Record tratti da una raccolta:

***

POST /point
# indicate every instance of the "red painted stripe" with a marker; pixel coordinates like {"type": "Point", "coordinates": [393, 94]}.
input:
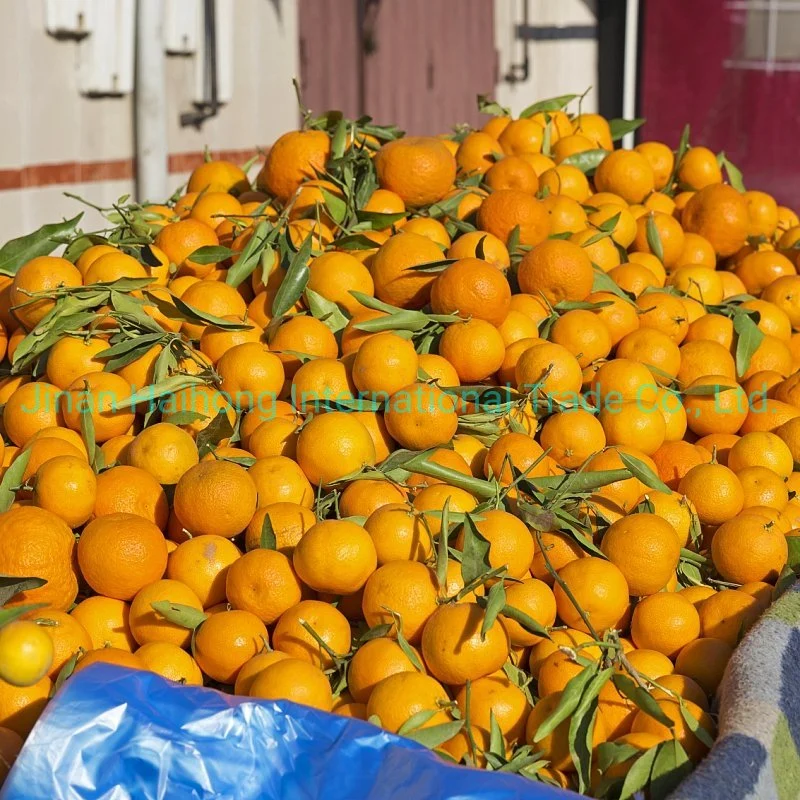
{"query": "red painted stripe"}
{"type": "Point", "coordinates": [70, 172]}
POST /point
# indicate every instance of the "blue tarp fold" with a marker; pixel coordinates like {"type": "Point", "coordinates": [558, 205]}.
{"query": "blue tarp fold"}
{"type": "Point", "coordinates": [112, 734]}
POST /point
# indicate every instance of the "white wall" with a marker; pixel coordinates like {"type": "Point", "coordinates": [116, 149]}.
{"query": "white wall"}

***

COMPITO: Riporta tutto il materiale come elenco numerato, una riga per voce, escludendo le righe vuote. Ometti le immagini.

RISPOSTA:
1. POST /point
2. # indicate every instance of the "red painted stripe" with a marker; pixel coordinates like {"type": "Point", "coordinates": [393, 94]}.
3. input:
4. {"query": "red painted stripe"}
5. {"type": "Point", "coordinates": [70, 172]}
6. POST /point
7. # indicate every instance of the "blue tarp fold" with a marker; pixel coordinates like {"type": "Point", "coordinates": [558, 205]}.
8. {"query": "blue tarp fold"}
9. {"type": "Point", "coordinates": [112, 734]}
10. POST /point
11. # indicate every instance of the "white wall" with a marker; pixel coordinates like {"type": "Point", "coordinates": [116, 149]}.
12. {"query": "white wall"}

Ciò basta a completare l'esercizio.